### EXERCISE A:
Output the passage of the centroid solution that begins at the words "From the figure, J" and stops after the words "Therefore, JE=EJ=30.", copying it without alteration.

### DOCUMENT EXTRACT:
From the figure, J is the centroid. Hence, the lines DH, FE and CG are medians.
Therefore, we can apply the 2/3 rule, that is, the centroid is 2/3 of the way from the vertex to the opposite midpoint.
In other words, we can write
[tex]JE=\frac{2}{3}FE[/tex]
since, we know that FE=FJ+JE, we have
[tex]JE=\frac{2}{3}(FJ+JE)[/tex]
and, from this equation we can find JE since FJ=15:
[tex]JE=\frac{2}{3}(15+JE)[/tex]
The, we obtain
[tex]\begin{gathered} JE=\frac{2}{3}(15)+\frac{2}{3}JE \\ JE-\frac{2}{3}JE=\frac{2}{3}(3\cdot5) \\ \end{gathered}[/tex]
in which we moved (2/3)JE to the left hand side and we wrote 15 as 3*5. Now, it reads
[tex]\begin{gathered} \frac{3}{3}JE-\frac{2}{3}JE=2\cdot5 \\ \frac{1}{3}JE=10 \\ JE=3\cdot10 \\ JE=30 \end{gathered}[/tex]
Therefore, JE=EJ=30.

### RECORDS FOR THIS EXERCISE:
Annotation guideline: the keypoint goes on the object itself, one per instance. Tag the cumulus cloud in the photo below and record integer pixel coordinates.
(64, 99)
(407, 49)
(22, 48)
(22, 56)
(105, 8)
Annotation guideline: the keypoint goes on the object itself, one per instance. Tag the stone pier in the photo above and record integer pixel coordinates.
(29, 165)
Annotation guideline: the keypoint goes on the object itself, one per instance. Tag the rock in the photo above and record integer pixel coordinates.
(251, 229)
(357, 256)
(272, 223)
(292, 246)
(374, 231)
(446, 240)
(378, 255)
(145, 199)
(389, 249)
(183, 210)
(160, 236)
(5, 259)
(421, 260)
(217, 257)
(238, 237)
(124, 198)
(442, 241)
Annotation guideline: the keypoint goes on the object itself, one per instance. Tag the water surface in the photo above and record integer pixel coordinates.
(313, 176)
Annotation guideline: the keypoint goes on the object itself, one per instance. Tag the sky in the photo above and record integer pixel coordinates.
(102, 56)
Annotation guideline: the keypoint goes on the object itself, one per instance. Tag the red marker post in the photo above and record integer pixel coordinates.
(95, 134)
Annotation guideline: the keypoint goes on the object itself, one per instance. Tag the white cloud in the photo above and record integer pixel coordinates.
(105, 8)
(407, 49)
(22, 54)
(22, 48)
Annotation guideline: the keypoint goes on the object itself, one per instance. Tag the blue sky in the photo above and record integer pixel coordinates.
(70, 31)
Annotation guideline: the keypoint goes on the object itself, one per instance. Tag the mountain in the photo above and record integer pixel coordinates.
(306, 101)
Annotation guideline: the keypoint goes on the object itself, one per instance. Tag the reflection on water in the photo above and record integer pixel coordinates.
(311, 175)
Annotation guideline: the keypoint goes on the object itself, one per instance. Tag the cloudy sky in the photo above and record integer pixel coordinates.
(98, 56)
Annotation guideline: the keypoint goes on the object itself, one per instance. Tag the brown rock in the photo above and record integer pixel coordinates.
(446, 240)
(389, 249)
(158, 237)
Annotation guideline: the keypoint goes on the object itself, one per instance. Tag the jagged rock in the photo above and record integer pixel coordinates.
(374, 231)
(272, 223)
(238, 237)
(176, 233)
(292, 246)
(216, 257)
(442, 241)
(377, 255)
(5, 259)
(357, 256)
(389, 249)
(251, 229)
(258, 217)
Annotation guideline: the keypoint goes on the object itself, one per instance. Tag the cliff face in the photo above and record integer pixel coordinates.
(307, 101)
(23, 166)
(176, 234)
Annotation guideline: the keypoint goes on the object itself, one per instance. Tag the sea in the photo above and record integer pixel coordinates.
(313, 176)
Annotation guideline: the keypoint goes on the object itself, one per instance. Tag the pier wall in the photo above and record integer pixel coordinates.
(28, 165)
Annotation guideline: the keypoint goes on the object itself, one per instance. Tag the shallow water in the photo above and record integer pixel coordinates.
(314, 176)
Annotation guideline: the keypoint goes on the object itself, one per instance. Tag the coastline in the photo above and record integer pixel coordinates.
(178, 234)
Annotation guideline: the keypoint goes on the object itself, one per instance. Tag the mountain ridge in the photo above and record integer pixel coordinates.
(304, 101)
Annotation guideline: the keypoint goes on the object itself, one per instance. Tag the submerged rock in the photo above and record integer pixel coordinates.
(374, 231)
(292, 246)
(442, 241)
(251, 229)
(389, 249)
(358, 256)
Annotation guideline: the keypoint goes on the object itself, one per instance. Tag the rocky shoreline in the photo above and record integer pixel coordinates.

### EXERCISE B:
Write out the records again, beginning at the line that contains "Tag the shallow" and stopping after the final line of the records. Substitute "waterline" for "coastline" and leave everything else unchanged.

### FULL SOLUTION A:
From the figure, J is the centroid. Hence, the lines DH, FE and CG are medians.
Therefore, we can apply the 2/3 rule, that is, the centroid is 2/3 of the way from the vertex to the opposite midpoint.
In other words, we can write
[tex]JE=\frac{2}{3}FE[/tex]
since, we know that FE=FJ+JE, we have
[tex]JE=\frac{2}{3}(FJ+JE)[/tex]
and, from this equation we can find JE since FJ=15:
[tex]JE=\frac{2}{3}(15+JE)[/tex]
The, we obtain
[tex]\begin{gathered} JE=\frac{2}{3}(15)+\frac{2}{3}JE \\ JE-\frac{2}{3}JE=\frac{2}{3}(3\cdot5) \\ \end{gathered}[/tex]
in which we moved (2/3)JE to the left hand side and we wrote 15 as 3*5. Now, it reads
[tex]\begin{gathered} \frac{3}{3}JE-\frac{2}{3}JE=2\cdot5 \\ \frac{1}{3}JE=10 \\ JE=3\cdot10 \\ JE=30 \end{gathered}[/tex]
Therefore, JE=EJ=30.

### FULL SOLUTION B:
Annotation guideline: the keypoint goes on the object itself, one per instance. Tag the shallow water in the photo above and record integer pixel coordinates.
(314, 176)
Annotation guideline: the keypoint goes on the object itself, one per instance. Tag the waterline in the photo above and record integer pixel coordinates.
(178, 234)
Annotation guideline: the keypoint goes on the object itself, one per instance. Tag the mountain ridge in the photo above and record integer pixel coordinates.
(304, 101)
Annotation guideline: the keypoint goes on the object itself, one per instance. Tag the submerged rock in the photo above and record integer pixel coordinates.
(374, 231)
(292, 246)
(442, 241)
(251, 229)
(389, 249)
(358, 256)
Annotation guideline: the keypoint goes on the object itself, one per instance. Tag the rocky shoreline in the photo above and record integer pixel coordinates.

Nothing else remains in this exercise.